I am surprised you never heard this, as it is rather common in southern Germany. 

In my area one would say: Ich heisse Heidi.


----------



## boyaco

> I am surprised you never heard this, as it is rather common in southern Germany.


 
He's probably heard it. He wanted to know if it was common to say it when you introduce yourself.


----------



## heidita

boyaco said:


> _He's probably heard it._ He wanted to know if it was common to say it when you introduce yourself.


 


> _I have never heard of an article being placed before a persons name when introducing themselves_


 
Always a good idea to read the posts....


----------



## elroy

Kajjo,

die Frage war nicht, ob "der Martin" standardsprachlich richtig ist.  


> Is this *a normally constructed conversational item* I have just now learned about?


 Der Fragesteller wunderte sich, dass so etwas _überhaupt, in irgendeiner Art und Weise_, richtig sein könnte.  Vielleicht war das für Dich als deutscher Muttersprachler nicht klar, denn für Dich dürfte es als ganz normal vorkommen, "der Martin" in der Umgangssprache zu hören.  Für diejenigen von uns, die Englisch als Muttersprache haben, ist es absolut befremdlich, dass es überhaupt so etwas gibt, denn "I am the Martin" gibt es auf keinen Fall im Englischen.  Insofern war Linnis Antwort gar nicht irreführend.  "Ich bin der Martin" ist kein schlechtes _umgangssprachliches_ Deutsch.  

Ob sich Drifder für die Standardsprache interessiert, weiß ich nicht.  Die Standardsprache hat er schließlich gar nicht erwähnt.  Vielmehr hat er ganz deutlich auf die gesprochene Sprache hingewiesen.


----------



## Setwale_Charm

I have often heard it in Austria. In fact, when people wanted to stress that THAT was their name or the way they should be addressed, I heard only that.

....................

Instruction 1:
Name every user whose name stands as a header over a post in the forum thread.

....................

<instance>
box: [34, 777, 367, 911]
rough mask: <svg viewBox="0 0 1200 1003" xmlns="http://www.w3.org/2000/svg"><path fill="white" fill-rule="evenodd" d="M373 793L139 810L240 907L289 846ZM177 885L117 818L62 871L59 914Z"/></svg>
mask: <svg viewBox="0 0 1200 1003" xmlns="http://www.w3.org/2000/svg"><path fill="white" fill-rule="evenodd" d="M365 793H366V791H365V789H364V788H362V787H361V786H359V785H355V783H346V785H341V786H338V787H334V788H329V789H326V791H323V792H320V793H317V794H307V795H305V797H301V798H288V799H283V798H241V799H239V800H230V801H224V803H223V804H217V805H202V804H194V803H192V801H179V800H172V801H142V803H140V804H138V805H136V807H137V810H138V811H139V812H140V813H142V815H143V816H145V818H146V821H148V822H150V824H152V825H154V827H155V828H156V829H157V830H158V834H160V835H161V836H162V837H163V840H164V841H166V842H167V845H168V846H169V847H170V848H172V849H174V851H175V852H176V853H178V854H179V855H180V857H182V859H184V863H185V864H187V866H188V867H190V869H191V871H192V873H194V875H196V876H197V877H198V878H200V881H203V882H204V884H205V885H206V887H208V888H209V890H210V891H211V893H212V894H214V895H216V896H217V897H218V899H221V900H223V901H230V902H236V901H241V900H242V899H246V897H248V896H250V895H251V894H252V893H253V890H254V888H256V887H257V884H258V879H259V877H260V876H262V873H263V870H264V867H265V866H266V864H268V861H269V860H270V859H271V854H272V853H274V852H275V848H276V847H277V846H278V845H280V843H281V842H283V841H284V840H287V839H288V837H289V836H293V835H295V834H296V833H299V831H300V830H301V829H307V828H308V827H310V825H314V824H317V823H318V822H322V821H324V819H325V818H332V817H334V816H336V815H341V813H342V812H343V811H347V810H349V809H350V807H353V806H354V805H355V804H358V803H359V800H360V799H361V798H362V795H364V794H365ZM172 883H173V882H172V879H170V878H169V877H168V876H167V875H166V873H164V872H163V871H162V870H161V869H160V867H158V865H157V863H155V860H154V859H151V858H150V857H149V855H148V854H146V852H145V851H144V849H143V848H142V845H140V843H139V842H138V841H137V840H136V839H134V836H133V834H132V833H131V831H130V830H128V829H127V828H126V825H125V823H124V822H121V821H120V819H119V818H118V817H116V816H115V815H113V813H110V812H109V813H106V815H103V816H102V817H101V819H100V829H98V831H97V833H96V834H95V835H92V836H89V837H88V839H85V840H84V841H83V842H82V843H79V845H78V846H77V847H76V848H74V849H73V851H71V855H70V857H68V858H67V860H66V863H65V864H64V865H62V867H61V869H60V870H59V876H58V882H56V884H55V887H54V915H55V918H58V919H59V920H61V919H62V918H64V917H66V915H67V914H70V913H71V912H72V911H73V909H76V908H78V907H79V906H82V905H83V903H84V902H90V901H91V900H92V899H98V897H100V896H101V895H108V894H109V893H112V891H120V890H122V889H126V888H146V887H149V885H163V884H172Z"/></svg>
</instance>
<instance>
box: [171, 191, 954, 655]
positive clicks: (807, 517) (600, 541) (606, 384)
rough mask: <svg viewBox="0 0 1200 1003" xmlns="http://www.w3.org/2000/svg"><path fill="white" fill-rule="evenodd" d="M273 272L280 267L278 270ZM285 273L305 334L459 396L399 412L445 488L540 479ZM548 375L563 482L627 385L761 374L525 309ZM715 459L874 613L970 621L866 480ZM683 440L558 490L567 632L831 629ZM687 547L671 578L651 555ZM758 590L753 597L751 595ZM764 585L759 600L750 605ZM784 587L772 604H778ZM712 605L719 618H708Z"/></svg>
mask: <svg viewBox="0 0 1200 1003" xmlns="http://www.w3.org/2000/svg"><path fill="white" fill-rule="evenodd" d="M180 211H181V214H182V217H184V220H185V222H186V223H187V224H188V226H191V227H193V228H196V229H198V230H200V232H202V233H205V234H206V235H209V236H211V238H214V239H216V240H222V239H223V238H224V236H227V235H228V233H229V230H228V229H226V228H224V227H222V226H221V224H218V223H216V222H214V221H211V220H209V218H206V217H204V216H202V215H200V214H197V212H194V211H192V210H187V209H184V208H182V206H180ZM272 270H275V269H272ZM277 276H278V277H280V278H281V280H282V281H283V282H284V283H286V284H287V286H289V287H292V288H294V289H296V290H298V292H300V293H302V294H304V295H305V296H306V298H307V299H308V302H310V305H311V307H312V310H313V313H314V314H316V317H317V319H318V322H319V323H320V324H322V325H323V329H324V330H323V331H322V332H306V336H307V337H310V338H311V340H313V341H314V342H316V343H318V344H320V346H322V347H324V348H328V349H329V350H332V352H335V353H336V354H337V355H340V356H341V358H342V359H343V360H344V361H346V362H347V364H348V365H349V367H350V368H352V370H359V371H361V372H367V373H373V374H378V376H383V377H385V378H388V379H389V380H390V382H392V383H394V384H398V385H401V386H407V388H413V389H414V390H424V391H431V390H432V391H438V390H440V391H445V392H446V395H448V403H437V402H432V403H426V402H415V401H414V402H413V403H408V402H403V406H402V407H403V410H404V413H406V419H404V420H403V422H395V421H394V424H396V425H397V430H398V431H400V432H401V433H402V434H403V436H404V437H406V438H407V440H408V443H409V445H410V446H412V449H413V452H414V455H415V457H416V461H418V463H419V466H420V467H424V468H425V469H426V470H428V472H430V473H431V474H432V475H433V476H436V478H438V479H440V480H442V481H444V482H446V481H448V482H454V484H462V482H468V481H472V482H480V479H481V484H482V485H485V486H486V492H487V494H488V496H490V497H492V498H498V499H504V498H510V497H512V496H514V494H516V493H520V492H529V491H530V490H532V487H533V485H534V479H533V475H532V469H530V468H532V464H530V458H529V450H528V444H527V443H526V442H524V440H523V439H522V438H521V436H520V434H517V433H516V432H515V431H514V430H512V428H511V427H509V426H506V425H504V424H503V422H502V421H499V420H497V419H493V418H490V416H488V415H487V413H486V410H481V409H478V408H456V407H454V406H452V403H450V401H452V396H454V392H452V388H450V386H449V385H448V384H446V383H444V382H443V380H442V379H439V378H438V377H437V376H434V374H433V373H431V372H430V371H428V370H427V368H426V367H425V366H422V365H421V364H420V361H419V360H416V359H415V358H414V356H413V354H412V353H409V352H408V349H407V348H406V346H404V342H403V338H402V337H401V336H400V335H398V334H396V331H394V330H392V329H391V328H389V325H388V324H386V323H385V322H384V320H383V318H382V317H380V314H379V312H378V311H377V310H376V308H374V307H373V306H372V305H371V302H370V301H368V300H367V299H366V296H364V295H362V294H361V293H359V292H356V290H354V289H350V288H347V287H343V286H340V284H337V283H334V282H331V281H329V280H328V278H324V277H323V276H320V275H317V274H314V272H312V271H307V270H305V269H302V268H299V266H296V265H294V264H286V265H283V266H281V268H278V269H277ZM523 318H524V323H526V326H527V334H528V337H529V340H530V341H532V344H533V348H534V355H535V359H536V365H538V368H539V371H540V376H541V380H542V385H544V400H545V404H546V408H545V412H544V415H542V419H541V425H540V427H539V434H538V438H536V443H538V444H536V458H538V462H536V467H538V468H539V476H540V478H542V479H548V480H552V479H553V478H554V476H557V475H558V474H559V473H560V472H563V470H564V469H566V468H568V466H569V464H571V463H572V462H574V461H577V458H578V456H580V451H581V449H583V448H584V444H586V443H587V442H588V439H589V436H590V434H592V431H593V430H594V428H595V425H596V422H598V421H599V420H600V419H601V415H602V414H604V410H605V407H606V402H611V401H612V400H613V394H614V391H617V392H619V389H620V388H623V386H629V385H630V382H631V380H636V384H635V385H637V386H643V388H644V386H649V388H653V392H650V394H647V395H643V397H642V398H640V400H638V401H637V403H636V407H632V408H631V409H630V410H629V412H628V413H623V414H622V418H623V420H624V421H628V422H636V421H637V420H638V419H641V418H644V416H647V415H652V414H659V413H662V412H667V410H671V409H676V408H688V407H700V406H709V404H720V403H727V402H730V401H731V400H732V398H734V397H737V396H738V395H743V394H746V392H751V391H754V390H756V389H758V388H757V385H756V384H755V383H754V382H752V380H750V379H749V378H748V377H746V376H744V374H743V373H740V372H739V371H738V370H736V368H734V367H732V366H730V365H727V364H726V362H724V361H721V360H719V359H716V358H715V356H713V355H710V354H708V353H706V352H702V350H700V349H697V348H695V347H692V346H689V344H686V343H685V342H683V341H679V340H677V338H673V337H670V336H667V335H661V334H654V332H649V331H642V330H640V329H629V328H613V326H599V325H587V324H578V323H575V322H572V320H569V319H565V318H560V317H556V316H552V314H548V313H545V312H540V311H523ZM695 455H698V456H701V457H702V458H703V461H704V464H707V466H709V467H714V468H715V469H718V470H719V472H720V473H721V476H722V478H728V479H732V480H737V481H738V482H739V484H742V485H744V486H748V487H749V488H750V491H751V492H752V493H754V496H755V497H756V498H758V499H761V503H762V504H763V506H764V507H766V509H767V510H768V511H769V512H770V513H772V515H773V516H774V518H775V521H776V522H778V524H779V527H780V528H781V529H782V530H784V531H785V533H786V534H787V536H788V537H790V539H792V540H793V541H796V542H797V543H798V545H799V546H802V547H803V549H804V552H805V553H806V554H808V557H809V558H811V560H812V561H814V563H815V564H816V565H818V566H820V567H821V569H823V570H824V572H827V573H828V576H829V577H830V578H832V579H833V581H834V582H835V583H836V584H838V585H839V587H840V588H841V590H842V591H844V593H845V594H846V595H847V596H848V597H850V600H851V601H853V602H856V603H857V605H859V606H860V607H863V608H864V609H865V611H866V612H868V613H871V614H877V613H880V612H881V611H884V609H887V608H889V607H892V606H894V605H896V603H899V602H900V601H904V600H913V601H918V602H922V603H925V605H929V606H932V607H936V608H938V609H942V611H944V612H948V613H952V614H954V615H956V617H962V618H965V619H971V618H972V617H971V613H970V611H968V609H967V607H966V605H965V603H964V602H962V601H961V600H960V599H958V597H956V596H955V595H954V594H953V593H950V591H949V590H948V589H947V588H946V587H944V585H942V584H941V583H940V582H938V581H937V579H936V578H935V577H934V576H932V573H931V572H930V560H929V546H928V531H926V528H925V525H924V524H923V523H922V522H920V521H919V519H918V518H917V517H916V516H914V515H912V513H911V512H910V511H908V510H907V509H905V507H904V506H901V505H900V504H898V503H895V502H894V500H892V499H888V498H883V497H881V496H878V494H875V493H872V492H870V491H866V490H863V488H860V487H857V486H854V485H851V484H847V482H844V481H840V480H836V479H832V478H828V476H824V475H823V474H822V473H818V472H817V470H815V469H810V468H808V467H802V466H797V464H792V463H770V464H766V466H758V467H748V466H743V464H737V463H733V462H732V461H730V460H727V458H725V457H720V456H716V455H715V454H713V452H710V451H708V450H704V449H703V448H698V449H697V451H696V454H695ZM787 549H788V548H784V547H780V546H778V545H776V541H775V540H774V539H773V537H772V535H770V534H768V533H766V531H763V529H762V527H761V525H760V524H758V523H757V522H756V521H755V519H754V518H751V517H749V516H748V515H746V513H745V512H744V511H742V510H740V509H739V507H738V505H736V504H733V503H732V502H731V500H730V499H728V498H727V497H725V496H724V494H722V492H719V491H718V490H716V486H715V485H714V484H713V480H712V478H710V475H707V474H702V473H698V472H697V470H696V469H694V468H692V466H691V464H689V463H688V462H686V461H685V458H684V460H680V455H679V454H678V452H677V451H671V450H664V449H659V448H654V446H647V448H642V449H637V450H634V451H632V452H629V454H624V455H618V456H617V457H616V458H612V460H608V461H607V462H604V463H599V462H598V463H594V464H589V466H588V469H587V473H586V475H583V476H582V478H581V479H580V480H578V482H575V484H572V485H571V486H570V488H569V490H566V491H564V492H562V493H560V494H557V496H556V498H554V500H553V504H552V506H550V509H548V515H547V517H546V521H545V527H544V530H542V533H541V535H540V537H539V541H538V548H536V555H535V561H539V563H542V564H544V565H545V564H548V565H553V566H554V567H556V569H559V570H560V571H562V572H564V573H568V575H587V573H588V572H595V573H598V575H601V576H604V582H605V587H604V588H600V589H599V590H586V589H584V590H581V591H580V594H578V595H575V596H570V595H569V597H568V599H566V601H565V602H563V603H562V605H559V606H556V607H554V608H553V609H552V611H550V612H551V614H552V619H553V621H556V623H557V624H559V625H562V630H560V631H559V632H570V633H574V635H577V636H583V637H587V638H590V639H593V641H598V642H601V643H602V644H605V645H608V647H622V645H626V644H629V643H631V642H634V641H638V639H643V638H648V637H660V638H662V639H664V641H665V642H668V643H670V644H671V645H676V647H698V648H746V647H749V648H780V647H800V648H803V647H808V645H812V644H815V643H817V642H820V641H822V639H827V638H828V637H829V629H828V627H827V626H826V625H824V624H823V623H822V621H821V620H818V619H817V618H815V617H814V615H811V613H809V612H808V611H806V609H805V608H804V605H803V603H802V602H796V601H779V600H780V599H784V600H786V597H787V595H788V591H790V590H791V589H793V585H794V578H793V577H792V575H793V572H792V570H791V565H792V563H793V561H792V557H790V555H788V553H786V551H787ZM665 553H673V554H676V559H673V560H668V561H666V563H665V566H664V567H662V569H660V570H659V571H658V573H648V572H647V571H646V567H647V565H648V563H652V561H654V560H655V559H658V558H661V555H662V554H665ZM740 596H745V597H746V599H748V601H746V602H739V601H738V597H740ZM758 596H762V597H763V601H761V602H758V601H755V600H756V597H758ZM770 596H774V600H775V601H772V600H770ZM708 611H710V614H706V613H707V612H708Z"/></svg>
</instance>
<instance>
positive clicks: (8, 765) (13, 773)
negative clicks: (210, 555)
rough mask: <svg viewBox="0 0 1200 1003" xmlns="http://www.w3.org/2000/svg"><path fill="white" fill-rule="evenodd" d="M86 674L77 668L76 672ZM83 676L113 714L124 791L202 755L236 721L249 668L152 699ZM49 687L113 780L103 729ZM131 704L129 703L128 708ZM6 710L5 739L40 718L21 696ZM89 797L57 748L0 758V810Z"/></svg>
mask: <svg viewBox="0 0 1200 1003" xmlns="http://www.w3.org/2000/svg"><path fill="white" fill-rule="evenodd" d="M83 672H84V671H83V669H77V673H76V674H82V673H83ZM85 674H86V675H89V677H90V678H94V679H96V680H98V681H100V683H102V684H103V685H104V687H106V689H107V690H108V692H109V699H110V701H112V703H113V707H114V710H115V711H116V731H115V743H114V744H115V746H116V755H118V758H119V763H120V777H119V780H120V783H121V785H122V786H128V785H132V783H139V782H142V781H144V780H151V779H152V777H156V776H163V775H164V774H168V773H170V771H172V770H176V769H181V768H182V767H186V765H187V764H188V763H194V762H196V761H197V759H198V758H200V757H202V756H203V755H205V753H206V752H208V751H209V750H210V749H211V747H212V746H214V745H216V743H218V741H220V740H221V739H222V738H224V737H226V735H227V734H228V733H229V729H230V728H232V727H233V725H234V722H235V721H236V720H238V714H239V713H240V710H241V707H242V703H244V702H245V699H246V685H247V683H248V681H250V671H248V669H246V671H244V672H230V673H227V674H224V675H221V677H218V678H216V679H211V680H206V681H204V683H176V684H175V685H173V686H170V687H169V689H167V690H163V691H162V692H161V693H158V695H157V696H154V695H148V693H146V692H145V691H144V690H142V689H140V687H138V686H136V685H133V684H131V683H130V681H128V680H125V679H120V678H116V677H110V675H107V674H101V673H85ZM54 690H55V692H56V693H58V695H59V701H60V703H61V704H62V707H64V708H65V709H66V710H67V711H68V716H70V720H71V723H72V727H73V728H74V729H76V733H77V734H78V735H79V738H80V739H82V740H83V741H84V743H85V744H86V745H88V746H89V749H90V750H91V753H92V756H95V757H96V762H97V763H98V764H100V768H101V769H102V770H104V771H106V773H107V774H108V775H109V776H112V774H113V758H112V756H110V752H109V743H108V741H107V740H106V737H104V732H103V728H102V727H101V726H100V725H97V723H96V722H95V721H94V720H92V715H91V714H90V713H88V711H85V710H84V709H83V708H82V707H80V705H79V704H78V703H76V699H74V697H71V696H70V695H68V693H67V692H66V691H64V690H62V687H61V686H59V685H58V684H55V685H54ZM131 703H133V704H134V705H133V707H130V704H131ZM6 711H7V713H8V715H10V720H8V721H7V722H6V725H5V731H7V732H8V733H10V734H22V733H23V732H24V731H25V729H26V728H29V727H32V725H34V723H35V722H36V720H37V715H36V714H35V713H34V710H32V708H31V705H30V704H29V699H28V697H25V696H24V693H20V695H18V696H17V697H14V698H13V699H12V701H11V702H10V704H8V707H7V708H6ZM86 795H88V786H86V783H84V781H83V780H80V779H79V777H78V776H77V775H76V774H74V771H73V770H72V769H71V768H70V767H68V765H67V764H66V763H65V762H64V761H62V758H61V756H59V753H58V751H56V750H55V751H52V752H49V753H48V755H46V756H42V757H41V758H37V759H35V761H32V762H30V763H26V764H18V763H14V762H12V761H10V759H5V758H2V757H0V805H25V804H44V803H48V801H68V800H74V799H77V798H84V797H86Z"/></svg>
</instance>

....................

Instruction 2:
Write out the part of the records that opens with the first line and closes with the line containing "793L139 810L240 907L289", changing "rough mask" to "coarse mask" and leaving everything else the same. Give only those lines.

Task result 1:
boyaco, heidita, elroy, Setwale_Charm

Task result 2:
<instance>
box: [34, 777, 367, 911]
coarse mask: <svg viewBox="0 0 1200 1003" xmlns="http://www.w3.org/2000/svg"><path fill="white" fill-rule="evenodd" d="M373 793L139 810L240 907L289 846ZM177 885L117 818L62 871L59 914Z"/></svg>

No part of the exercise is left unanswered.